▶ **Job**
Pull out every line of the records below that contains the word "shirt", paying attention to case.

▶ **Given information**

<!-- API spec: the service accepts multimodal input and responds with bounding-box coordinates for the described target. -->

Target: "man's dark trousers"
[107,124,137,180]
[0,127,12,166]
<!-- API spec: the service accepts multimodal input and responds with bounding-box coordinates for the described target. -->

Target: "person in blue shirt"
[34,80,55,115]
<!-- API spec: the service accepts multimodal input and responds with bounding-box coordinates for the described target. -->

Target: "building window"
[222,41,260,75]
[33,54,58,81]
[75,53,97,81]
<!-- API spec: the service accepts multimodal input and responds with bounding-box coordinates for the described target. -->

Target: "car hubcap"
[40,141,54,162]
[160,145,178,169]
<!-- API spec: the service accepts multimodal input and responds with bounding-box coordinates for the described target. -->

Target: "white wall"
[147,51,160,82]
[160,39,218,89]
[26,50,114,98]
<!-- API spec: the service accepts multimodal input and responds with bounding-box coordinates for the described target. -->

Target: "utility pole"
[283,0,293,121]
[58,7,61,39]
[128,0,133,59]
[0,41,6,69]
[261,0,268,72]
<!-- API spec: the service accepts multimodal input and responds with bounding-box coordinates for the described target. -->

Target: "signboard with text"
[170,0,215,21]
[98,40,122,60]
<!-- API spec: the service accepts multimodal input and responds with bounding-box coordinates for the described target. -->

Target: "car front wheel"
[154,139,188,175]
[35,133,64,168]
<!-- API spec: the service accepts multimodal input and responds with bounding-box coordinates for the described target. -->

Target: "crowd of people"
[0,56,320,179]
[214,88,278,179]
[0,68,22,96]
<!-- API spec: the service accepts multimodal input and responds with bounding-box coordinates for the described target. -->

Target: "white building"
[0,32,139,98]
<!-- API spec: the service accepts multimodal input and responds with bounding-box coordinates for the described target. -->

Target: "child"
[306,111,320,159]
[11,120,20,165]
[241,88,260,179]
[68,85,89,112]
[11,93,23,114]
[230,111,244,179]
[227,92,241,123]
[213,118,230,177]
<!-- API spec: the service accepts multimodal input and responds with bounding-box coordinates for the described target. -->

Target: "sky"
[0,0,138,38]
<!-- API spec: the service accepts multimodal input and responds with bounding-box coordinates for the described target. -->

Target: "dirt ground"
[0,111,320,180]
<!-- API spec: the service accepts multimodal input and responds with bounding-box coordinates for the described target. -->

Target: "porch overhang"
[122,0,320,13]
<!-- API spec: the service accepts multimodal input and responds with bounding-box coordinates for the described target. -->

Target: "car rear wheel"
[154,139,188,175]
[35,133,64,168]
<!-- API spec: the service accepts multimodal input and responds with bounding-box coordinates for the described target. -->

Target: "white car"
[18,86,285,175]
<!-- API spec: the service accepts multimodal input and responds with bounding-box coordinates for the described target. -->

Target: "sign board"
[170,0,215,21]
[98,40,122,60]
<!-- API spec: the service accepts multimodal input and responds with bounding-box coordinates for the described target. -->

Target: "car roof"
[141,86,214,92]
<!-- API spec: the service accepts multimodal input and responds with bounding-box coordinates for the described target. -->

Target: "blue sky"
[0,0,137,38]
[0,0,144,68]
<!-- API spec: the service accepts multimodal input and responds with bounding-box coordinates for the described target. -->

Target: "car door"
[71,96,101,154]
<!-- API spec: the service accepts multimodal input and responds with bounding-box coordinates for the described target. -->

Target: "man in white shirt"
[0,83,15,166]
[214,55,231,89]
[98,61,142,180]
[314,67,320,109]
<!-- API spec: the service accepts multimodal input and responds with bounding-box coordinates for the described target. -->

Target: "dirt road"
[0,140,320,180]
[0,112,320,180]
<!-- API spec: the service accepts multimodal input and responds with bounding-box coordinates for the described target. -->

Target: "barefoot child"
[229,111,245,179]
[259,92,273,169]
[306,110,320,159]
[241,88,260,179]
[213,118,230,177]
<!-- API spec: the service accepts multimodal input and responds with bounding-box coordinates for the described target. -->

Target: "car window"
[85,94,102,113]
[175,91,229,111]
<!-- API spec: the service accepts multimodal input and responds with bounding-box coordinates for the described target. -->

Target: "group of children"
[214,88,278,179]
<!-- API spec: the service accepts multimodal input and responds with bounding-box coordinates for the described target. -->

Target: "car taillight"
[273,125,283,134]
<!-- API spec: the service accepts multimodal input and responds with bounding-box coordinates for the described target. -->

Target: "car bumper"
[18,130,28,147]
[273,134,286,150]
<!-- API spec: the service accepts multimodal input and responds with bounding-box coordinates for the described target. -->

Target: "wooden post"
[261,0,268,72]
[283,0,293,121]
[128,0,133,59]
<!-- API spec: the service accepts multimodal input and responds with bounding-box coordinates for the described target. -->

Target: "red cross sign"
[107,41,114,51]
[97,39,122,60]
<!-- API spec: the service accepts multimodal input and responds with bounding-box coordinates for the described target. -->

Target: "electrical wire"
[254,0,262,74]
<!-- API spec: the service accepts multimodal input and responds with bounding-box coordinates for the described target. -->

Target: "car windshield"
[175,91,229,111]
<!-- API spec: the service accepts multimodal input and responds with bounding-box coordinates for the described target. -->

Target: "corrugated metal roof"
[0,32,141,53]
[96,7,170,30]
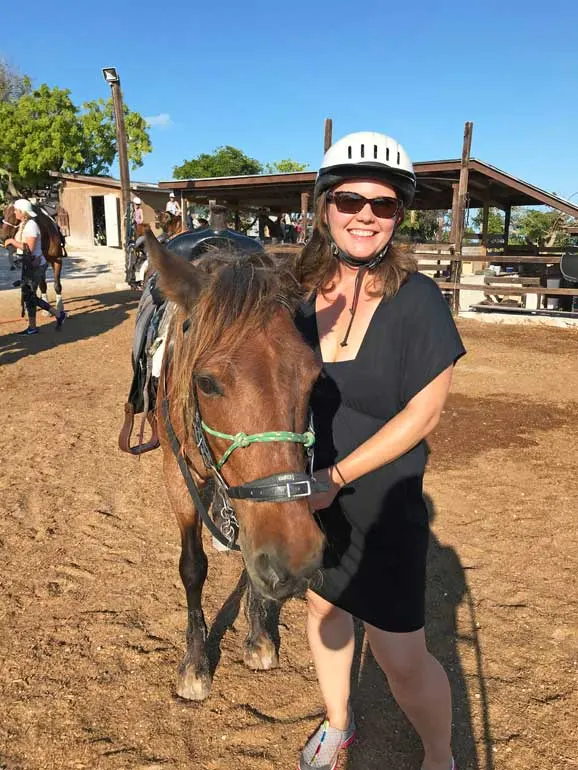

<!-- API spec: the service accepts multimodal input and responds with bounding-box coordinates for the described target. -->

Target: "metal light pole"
[102,67,130,282]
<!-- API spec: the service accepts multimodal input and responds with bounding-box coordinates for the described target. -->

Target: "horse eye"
[195,374,223,396]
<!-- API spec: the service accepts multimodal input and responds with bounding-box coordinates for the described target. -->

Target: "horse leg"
[52,257,64,311]
[38,271,50,316]
[243,576,279,671]
[177,516,211,700]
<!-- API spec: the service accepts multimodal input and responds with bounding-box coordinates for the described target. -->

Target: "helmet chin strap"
[329,235,393,348]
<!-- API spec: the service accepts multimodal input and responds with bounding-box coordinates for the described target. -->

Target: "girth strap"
[227,473,318,503]
[161,396,241,551]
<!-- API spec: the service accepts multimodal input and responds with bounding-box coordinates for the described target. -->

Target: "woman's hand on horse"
[310,465,344,511]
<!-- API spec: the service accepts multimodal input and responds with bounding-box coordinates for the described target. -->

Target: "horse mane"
[170,248,302,422]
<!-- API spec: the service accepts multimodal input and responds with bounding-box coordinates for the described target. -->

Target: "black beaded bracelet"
[333,463,347,486]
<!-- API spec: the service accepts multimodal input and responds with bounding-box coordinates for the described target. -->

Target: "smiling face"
[326,180,398,260]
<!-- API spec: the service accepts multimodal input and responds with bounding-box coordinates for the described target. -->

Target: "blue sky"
[0,0,578,200]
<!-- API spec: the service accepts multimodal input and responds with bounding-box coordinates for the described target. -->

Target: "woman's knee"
[307,591,349,621]
[366,626,429,686]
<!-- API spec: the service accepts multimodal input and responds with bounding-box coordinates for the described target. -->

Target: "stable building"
[51,172,170,248]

▶ **Solved exercise**
Target: "person in blue shirt"
Target: "man in white shirt"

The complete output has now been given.